**Problem statement**
Please convert all the items below into one numbered list with no blank lines. Leave the pictures out of your answer.
------------------------------------------------------------------------
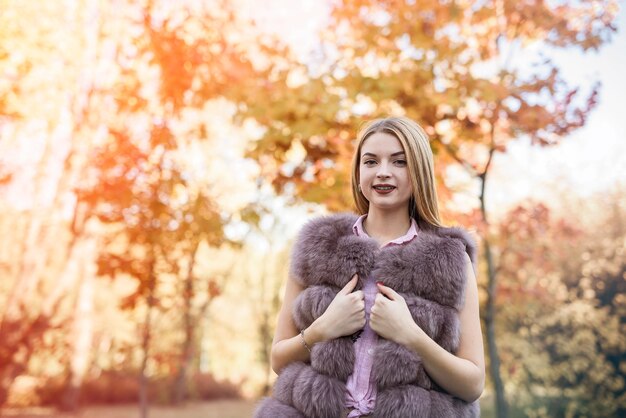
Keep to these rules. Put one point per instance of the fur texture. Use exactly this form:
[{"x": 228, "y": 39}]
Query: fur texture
[{"x": 429, "y": 272}]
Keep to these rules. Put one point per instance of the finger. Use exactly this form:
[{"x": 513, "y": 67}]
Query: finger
[
  {"x": 387, "y": 291},
  {"x": 349, "y": 287}
]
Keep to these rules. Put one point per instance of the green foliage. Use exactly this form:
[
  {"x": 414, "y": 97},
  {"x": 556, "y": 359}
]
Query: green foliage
[{"x": 562, "y": 316}]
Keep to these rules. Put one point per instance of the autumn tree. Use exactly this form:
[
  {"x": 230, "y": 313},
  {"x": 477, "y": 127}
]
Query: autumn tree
[{"x": 448, "y": 65}]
------------------------------------------------------------------------
**Written solution**
1. Keep to these rules. Put one point per instance of the fur texture. Use exactly this form:
2. [{"x": 228, "y": 39}]
3. Query: fur texture
4. [{"x": 429, "y": 272}]
5. Keep to these rules. Put one point per instance of the finger. Use exactly this form:
6. [{"x": 513, "y": 67}]
7. Query: finger
8. [
9.   {"x": 387, "y": 291},
10.   {"x": 349, "y": 287}
11. ]
12. Keep to these rules. Put one point per instance of the green foliage. Use exactly this form:
13. [
14.   {"x": 414, "y": 97},
15.   {"x": 556, "y": 359}
16. ]
17. Query: green foliage
18. [{"x": 562, "y": 316}]
19. Keep to these rules. Put one point per instance of the autumn tree. Use exactly this form:
20. [
21.   {"x": 230, "y": 313},
22.   {"x": 477, "y": 127}
23. ]
24. Query: autumn tree
25. [{"x": 448, "y": 65}]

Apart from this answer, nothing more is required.